• _Task set_
1) Write out the passage of the article on starting seeds that begins at the words containing "By Jan Cashman" and stops after "oak shows us.".
2) Please sum up the article on starting seeds in two sentences.
3) Give the next part of the article on starting seeds, following on from its final sentence.
=== Selected text ===
Seeding Your Own Vegetable and Flower Seeds

By Jan Cashman • Posted on February, 4th 2013

This is the time of the year when gardeners are pouring over seed catalogs dreaming of what seeds to plant when spring finally arrives. Those little seeds are truly God’s wonders. They contain all that is necessary to produce a new plant. Did you know that orchid seeds are so tiny it takes 800,000 of them to make an ounce? But coconut seeds can weigh as much as 50 pounds! And, amazingly, the size of the seed has nothing to do with the size of the plant it produces, as the acorn growing into the oak shows us.

You don’t have to wait until May to get your hands in the dirt and start planting your seeds. You can have fun this winter starting your own vegetables and flowers from seed and watching them grow. Of course, you could buy your bedding plants from a nursery in the spring. But it’s more fun and cheaper to grow your own.

Many vegetables, flowers, and herbs need to be started from seed early in order to mature. And remember, even though you are starting peppers and tomatoes inside, you still need to pick early-ripening varieties for our short growing season. Broccoli, cauliflower, cucumbers, pumpkins, and winter squash are other vegetables started early inside. Herbs, such as basil, oregano, catnip, thyme, and rosemary, are easy to grow from seed. When you want masses of a perennial flower, it can be a money saver to start your own seedlings. Columbine, lupine, hollyhocks, gaillardia, shasta daisy, and purple coneflower are a few popular perennials that grow easily from seed.
=== Entries provided ===
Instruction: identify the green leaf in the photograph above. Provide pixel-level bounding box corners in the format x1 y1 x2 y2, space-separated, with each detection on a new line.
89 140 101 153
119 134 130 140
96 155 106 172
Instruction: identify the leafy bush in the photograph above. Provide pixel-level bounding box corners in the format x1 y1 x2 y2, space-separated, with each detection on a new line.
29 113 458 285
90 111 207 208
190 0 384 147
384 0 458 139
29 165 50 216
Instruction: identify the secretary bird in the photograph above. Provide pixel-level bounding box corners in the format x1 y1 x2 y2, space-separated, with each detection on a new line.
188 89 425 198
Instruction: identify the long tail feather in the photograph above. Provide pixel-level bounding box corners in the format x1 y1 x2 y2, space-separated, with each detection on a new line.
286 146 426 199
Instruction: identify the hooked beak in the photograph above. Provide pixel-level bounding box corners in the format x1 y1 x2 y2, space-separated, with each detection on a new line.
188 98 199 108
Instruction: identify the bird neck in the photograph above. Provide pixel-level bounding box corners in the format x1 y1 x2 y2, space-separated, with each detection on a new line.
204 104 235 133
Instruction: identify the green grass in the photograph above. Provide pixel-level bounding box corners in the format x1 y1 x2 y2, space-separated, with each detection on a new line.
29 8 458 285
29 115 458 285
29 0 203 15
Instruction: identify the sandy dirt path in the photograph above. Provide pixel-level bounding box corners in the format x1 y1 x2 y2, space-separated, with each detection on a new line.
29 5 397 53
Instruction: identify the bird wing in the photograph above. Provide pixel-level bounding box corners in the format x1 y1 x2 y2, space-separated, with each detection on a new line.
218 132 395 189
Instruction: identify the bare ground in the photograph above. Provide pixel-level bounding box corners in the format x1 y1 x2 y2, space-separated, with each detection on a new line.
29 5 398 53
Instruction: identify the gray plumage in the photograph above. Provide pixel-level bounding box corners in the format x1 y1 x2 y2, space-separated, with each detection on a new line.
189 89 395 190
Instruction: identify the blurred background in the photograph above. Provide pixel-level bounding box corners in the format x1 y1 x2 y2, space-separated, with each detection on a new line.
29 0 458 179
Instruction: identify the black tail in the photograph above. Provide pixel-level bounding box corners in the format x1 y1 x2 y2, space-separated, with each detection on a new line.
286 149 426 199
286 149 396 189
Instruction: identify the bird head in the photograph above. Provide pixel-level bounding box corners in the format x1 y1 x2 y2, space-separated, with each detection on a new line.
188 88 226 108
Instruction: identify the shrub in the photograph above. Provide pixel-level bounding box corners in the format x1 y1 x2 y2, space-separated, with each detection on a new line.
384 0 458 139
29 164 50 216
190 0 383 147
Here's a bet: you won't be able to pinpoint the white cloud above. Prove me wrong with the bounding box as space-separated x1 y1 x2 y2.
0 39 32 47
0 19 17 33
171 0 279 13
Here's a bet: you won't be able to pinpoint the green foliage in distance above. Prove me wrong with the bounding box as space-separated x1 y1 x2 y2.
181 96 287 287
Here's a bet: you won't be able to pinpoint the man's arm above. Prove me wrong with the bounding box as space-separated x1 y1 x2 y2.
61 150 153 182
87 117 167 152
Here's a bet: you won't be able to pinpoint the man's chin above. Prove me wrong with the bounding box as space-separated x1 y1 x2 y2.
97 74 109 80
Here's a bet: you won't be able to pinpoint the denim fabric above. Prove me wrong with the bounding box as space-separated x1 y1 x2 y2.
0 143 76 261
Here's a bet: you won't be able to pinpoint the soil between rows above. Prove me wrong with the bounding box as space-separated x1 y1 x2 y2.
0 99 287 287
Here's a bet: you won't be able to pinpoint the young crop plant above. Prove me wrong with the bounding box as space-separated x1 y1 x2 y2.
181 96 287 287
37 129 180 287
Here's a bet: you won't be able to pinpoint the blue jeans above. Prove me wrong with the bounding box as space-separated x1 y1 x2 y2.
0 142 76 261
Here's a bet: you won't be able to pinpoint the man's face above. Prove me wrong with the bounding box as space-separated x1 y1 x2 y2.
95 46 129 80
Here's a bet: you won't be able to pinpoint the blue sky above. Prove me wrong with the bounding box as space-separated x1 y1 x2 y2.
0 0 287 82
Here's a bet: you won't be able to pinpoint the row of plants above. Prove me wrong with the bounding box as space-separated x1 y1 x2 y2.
===
• _Your written answers_
1)
By Jan Cashman • Posted on February, 4th 2013

This is the time of the year when gardeners are pouring over seed catalogs dreaming of what seeds to plant when spring finally arrives. Those little seeds are truly God’s wonders. They contain all that is necessary to produce a new plant. Did you know that orchid seeds are so tiny it takes 800,000 of them to make an ounce? But coconut seeds can weigh as much as 50 pounds! And, amazingly, the size of the seed has nothing to do with the size of the plant it produces, as the acorn growing into the oak shows us.

2) Winter is a time when you can start your own vegetables and flowers from seed, which is more fun and cheaper than buying bedding plants from a nursery in the spring. Many vegetables, flowers, and herbs need to be started from seed early in order to mature, though peppers and tomatoes started inside should still be early-ripening varieties for the short growing season.

3)
Plant your seeds in plastic flats or pots made for that purpose or you can cut down paper or plastic milk cartons, aluminum cans, or other containers you have at home. At the nursery we seed into flats and then transplant into plastic or peat pots. Convenient peat pots can be planted, pot and all, directly into the ground when it’s time. Whatever you use should have drainage and be clean. Used pots with traces of soil in them can harbor diseases. So wash out whatever containers you use with a weak solution of one part bleach to nine parts water.

Of course, you will need soil in which to plant your seeds. Real topsoil is not recommended unless it is sterilized, because it can cause seedlings to ‘dampen off’. Damping off is a soil-borne fungus disease in which the seedlings wither and die at ground level. A fine seed-starting mix with a blend of sphagnum peat moss, vermiculite, and other sterilized components works best.

The date you start your seeds depends on germination time, growth rate of the plant, and when you dare to plant outside. Depending on the variety, it could take anywhere from 6 weeks to 3 months to start perennial seeds inside. April 15 is a good starting date for frost tender basil, pumpkins, winter squash and cucumbers. Seed broccoli, cauliflower, and brussel sprouts 6 to 8 weeks before you want to plant them outside.

Large seeds, such as pumpkins and cucumbers, can be planted directly into peat pots or other containers you are using. We plant small seeds like tomatoes densely in rows in seeding flats and transplant them when they are about 2 inches tall. But if you are doing this on a small scale, planting one or two tomato seeds directly into your peat pots will work. The depth most seeds are planted should equal the length of the seed. Do not plant them too deep. Seeds need the proper moisture and temperature to germinate. Moisten the soil medium before you plant; and then keep it evenly moist but not soaking. If possible, use a clear dome or some other device to keep the humidity up. Although some seeds need higher or lower temperatures, 70 degrees soil temperature is best for germination.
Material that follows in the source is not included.